TASK DESCRIPTION: Give back every record exactly.

_ _ _ _ _

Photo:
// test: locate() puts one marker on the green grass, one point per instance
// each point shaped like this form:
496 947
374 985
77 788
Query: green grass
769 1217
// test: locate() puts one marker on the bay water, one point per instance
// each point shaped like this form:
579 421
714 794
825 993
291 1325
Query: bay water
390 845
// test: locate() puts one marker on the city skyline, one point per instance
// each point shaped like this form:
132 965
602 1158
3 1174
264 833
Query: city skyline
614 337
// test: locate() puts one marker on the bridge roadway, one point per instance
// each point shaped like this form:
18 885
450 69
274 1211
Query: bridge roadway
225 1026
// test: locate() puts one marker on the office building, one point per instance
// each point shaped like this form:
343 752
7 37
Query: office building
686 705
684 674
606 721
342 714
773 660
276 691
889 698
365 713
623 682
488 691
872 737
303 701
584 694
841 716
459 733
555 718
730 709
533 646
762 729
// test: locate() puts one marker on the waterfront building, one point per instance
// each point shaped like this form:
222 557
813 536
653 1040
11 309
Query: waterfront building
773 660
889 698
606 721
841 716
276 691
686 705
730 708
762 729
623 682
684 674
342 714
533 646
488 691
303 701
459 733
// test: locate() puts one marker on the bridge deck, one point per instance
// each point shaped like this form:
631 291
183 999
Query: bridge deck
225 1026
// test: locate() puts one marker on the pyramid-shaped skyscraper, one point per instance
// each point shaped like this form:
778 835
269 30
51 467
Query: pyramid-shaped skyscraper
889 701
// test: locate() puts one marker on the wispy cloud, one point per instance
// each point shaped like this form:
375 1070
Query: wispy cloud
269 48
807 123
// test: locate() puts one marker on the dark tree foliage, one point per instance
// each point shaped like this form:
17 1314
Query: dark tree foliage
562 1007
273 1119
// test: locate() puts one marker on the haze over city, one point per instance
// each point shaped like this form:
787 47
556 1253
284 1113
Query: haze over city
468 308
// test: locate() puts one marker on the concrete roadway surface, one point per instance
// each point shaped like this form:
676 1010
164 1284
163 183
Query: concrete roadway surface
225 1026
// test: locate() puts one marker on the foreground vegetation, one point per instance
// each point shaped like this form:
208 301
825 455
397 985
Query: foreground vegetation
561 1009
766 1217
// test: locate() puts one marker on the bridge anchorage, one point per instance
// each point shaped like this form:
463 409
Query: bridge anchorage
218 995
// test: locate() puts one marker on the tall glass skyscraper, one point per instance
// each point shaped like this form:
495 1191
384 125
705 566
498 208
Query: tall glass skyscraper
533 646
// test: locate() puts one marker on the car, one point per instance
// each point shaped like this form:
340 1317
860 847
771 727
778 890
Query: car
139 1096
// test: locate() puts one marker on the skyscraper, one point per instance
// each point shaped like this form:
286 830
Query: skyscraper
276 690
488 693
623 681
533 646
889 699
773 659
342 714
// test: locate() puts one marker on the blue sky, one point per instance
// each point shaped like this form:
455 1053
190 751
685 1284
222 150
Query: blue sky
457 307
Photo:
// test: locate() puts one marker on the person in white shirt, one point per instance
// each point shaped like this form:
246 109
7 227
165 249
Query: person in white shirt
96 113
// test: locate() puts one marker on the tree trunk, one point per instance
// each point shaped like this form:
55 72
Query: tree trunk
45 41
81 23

_ _ _ _ _

TASK OUTPUT:
Photo:
// test: locate() puts one marker on the green grass, one point per instance
// each point shaped like this form:
496 947
374 985
77 788
Query: green grass
769 1217
// test: locate() puts one marker on the bay water, one point per instance
// each point shaped like this form:
579 421
714 794
825 993
291 1325
Query: bay water
390 845
// test: locate() puts one marker on the city skyline, one point per instance
// each point shaped like this form:
132 965
602 1158
3 1174
264 833
Query: city skyline
614 337
// test: locate() puts one marker on the bridge roadway, one point per instance
// each point shaped like this form:
18 885
450 69
274 1211
Query: bridge roadway
225 1026
// test: locate() puts one marker on the office building, one point per instance
// each point shaped like this form:
343 752
7 37
Query: office building
686 705
684 674
606 721
342 714
773 660
276 691
889 698
365 713
623 682
488 691
872 737
303 701
584 694
841 716
459 733
555 718
730 709
533 646
762 729
// test: locate() puts one marker on the waterfront building, one point per instance
// each point shaped like this form:
222 557
813 536
653 1040
11 309
Query: waterfront building
773 660
889 698
606 721
841 716
276 691
686 705
730 708
762 729
623 682
684 674
342 714
533 646
488 691
303 701
459 733
// test: locate() puts one marker on the bridge deck, one point per instance
// each point shaped like this form:
631 291
183 999
Query: bridge deck
225 1026
// test: locate() puts one marker on the pyramid-shaped skyscraper, one point per instance
// each point shaped like this form:
778 835
269 30
51 467
Query: pyramid-shaped skyscraper
889 701
// test: locate() puts one marker on the wispy cloud, one point per instance
// each point shaped like this form:
375 1070
Query: wispy cloud
269 48
807 123
// test: locate() puts one marker on the dark tree foliage, one point per instance
// each point shaped like this form:
17 1314
Query: dark tree foliage
562 1007
273 1119
// test: locate() puts one marker on the haze over city, one point per instance
// each point shaped like this form:
787 47
556 1253
284 1113
Query: haze over city
468 308
// test: locate() puts one marker on the concrete roadway surface, one point per instance
// each point shaped like this form:
676 1010
164 1284
163 183
Query: concrete roadway surface
225 1026
// test: locate() puts one marker on the foreground vegetation, one point per instance
// each point shaped like this form:
208 301
825 455
397 985
Query: foreground vegetation
561 1009
766 1217
// test: locate() puts one marker on the bridge anchorage, one point per instance
// each point shaped like this form:
463 409
Query: bridge anchorage
218 995
// test: locate() puts one marker on the tall glass skyscraper, one point per instance
// each point shaped like this form:
495 1191
384 125
705 566
498 208
Query: tall glass skyscraper
533 646
// test: locate() puts one marker on the car, one point per instance
// each point shaped like this form:
340 1317
860 847
771 727
778 890
Query: car
139 1096
// test: locate() puts one marker on the skyscraper, one point per instance
// each point shaped like this form:
286 830
Query: skyscraper
276 690
488 693
623 681
533 646
889 699
773 659
342 714
// test: locate() puts one marker on the blue sky, one point per instance
// each point shaped like this form:
455 1053
190 751
685 1284
222 150
Query: blue sky
457 307
Photo:
// test: locate() puts one marker on the person in white shirt, one point per instance
// each point shaped like this form:
246 109
7 227
165 249
Query: person in white shirt
96 113
// test: locate() puts one marker on the tree trunk, one point per instance
// each point shaped like this form:
55 72
Query: tree trunk
45 41
81 23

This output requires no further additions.